### Aim
Reproduce the portion of the listing that begins at the line containing "the red fire" and ends after the line containing "x=68, y=273", keeping the request line, and add 50 to each x and y coordinate value in the answers.
---------- Dataset records
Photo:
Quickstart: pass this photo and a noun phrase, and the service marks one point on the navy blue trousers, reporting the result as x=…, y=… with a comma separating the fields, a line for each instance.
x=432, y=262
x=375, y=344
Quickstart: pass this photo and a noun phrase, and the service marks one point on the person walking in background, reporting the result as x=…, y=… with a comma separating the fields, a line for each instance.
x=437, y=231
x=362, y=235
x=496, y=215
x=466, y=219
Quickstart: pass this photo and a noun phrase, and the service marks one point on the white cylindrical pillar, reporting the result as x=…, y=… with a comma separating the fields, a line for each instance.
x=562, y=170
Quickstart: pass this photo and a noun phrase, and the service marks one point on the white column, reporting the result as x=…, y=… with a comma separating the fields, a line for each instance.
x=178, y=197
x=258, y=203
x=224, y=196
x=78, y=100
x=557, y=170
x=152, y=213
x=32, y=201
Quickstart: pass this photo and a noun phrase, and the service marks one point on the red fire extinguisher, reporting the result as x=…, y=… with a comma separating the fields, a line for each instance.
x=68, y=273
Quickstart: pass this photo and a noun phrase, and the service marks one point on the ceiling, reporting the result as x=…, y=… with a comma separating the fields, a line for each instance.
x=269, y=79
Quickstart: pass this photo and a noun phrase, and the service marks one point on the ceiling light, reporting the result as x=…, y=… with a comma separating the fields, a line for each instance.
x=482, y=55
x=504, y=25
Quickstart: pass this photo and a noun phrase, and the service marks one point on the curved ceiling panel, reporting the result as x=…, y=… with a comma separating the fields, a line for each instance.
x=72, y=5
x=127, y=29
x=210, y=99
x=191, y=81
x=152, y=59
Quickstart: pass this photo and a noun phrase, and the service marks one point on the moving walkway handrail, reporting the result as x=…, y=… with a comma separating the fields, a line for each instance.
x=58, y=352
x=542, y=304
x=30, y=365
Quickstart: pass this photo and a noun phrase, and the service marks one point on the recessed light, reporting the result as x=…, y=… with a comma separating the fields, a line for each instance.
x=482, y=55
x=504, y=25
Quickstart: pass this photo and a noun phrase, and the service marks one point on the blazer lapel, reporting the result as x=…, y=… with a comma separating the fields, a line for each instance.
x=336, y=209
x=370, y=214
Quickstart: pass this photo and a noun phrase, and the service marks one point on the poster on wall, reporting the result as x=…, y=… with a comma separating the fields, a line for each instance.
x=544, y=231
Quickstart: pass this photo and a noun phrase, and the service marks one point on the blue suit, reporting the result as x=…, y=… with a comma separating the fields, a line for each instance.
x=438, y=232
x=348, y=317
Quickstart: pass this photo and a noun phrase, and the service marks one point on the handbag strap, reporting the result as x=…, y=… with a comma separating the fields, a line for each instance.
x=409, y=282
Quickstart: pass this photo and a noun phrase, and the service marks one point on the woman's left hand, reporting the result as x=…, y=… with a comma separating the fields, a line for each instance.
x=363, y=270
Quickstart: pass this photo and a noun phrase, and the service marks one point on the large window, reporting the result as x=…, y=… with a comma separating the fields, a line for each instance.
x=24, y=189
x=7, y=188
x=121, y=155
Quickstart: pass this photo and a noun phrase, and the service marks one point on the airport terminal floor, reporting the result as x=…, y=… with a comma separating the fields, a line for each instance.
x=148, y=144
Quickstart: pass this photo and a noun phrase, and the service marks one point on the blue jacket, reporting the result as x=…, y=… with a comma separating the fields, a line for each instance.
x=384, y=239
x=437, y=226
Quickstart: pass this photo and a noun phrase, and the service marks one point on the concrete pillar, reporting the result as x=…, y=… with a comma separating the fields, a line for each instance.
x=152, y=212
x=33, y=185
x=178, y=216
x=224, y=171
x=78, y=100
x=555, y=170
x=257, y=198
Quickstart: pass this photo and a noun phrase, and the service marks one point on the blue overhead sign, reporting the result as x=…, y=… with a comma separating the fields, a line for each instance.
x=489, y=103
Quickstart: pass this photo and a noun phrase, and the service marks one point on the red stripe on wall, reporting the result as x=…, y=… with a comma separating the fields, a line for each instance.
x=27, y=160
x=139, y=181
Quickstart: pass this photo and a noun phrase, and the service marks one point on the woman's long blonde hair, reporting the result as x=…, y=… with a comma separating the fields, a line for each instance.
--------------------
### Response for this exercise
Quickstart: pass this photo and a noun phrase, and the service marks one point on the red fire extinguisher, reporting the result as x=…, y=… with a comma separating the fields, a line for each instance.
x=118, y=323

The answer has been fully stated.